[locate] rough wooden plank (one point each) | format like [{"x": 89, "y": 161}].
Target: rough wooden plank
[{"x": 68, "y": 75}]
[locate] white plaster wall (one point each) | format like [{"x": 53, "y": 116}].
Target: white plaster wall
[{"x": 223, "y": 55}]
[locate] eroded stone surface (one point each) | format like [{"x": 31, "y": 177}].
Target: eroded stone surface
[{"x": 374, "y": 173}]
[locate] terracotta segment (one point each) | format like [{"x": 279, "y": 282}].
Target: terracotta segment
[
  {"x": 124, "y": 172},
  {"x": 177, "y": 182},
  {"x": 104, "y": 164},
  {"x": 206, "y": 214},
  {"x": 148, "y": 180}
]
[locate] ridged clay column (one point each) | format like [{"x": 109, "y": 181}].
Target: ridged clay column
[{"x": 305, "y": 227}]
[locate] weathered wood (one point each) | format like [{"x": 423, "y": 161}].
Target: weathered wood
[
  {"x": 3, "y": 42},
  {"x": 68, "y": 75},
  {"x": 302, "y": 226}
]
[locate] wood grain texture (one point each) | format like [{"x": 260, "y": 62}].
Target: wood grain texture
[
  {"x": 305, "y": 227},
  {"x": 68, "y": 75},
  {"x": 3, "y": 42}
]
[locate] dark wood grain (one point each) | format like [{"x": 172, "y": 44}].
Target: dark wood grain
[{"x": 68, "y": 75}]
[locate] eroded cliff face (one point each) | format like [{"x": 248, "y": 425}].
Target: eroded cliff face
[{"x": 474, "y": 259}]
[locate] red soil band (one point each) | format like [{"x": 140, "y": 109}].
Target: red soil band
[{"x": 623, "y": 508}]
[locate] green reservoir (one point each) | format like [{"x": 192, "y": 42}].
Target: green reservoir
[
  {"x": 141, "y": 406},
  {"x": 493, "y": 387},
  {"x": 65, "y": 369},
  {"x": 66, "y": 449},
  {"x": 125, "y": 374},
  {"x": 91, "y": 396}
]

━━━━━━━━━━

Objective: Reproduce the lines above verbatim.

Full output:
[locate] rough wooden plank (one point each) | format like [{"x": 89, "y": 161}].
Target: rough wooden plank
[{"x": 68, "y": 75}]
[locate] white plaster wall (one point each) | format like [{"x": 53, "y": 116}].
Target: white plaster wall
[{"x": 223, "y": 55}]
[locate] eroded stone surface (one point each) | format like [{"x": 31, "y": 177}].
Target: eroded stone surface
[{"x": 374, "y": 173}]
[locate] terracotta segment (one point each) | format like [{"x": 279, "y": 282}].
Target: terracotta segment
[
  {"x": 124, "y": 172},
  {"x": 177, "y": 182},
  {"x": 104, "y": 164},
  {"x": 206, "y": 214},
  {"x": 148, "y": 180}
]
[locate] ridged clay column (one point each) | format like [{"x": 109, "y": 181}].
Target: ridged clay column
[{"x": 305, "y": 227}]
[locate] weathered wood (one point each) | format like [{"x": 423, "y": 161}].
Target: weathered wood
[
  {"x": 3, "y": 42},
  {"x": 68, "y": 75},
  {"x": 302, "y": 226}
]
[locate] wood grain texture (one point each) | format like [{"x": 260, "y": 62}].
Target: wood grain texture
[
  {"x": 305, "y": 227},
  {"x": 68, "y": 75},
  {"x": 3, "y": 42}
]
[locate] dark wood grain (one point each) | format like [{"x": 172, "y": 44}].
Target: dark wood grain
[{"x": 68, "y": 75}]
[locate] eroded cliff face (one point each) | format like [{"x": 248, "y": 425}].
Target: eroded cliff face
[{"x": 474, "y": 259}]
[locate] red soil band (one point each) | format like [{"x": 140, "y": 109}].
Target: red soil band
[{"x": 623, "y": 508}]
[locate] green reservoir (one point each) | format like [{"x": 192, "y": 42}].
Target: green reservoir
[
  {"x": 141, "y": 406},
  {"x": 493, "y": 387},
  {"x": 65, "y": 369},
  {"x": 66, "y": 449},
  {"x": 125, "y": 374},
  {"x": 91, "y": 396}
]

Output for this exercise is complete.